### WHAT YOU SHOULD DO:
Copy the records below word for word, beginning at the line that contains "For the mapping pass, tag each instance of the white sky" and continuing through the end of the records.

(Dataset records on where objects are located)
══════

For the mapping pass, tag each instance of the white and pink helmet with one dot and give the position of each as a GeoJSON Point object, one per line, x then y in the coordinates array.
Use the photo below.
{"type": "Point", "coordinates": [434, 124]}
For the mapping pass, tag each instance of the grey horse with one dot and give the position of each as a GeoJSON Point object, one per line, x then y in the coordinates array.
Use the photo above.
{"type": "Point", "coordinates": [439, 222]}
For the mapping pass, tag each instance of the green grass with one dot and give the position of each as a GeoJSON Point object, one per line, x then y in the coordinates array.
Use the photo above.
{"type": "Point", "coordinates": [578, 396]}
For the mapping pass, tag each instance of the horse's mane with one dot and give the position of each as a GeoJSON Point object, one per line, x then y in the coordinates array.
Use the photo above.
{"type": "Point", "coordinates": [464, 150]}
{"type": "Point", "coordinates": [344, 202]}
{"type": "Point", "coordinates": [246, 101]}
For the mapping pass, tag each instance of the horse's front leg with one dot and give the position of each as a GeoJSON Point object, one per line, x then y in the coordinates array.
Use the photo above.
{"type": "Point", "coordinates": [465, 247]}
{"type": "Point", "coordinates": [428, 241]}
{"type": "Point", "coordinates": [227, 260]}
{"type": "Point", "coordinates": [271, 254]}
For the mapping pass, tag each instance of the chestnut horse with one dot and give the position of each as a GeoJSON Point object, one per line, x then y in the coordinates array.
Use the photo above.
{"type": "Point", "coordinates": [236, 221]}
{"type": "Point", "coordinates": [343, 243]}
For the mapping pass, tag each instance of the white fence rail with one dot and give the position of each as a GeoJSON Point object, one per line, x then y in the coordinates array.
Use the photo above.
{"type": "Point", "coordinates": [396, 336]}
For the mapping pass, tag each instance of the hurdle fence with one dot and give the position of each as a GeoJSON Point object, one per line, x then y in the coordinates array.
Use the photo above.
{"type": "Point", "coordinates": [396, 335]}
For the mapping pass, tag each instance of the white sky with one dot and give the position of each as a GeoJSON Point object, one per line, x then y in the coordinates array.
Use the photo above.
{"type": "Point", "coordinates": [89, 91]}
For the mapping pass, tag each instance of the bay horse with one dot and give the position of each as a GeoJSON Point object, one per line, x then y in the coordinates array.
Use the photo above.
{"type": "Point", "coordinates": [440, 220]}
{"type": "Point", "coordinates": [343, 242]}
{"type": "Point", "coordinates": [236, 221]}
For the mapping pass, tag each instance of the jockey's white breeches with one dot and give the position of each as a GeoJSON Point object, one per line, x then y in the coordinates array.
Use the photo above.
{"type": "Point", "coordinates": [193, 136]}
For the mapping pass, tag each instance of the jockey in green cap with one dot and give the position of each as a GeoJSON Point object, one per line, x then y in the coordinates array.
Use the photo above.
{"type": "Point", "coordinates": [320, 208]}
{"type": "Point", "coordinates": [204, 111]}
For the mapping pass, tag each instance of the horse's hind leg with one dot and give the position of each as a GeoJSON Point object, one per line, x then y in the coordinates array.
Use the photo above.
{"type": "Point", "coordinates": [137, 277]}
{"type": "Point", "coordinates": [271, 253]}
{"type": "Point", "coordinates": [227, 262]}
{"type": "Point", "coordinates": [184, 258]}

══════

### WRITTEN RESPONSE:
For the mapping pass, tag each instance of the white sky with one dot and give the position of each as a GeoJSON Point object, one per line, x then y in the coordinates array.
Use the photo above.
{"type": "Point", "coordinates": [89, 91]}
For the mapping pass, tag each instance of the bay horse with one dot and give the position of each as a GeoJSON Point object, one per line, x then y in the coordinates array.
Use the photo above.
{"type": "Point", "coordinates": [440, 220]}
{"type": "Point", "coordinates": [343, 242]}
{"type": "Point", "coordinates": [236, 221]}
For the mapping pass, tag each instance of the jockey's white breeches with one dot and give the position of each as a GeoJSON Point object, one per line, x then y in the coordinates array.
Use the photo above.
{"type": "Point", "coordinates": [193, 136]}
For the mapping pass, tag each instance of the jockey in green cap with one dot and give the position of each as a GeoJSON Point object, one per line, x then y in the coordinates array.
Use the photo above.
{"type": "Point", "coordinates": [320, 208]}
{"type": "Point", "coordinates": [204, 111]}
For the mapping pass, tag each instance of the horse's hind leg with one dot and give the position of each as a GeoJSON Point object, one per line, x then y in the coordinates array.
Use the photo above.
{"type": "Point", "coordinates": [137, 277]}
{"type": "Point", "coordinates": [271, 253]}
{"type": "Point", "coordinates": [227, 262]}
{"type": "Point", "coordinates": [184, 258]}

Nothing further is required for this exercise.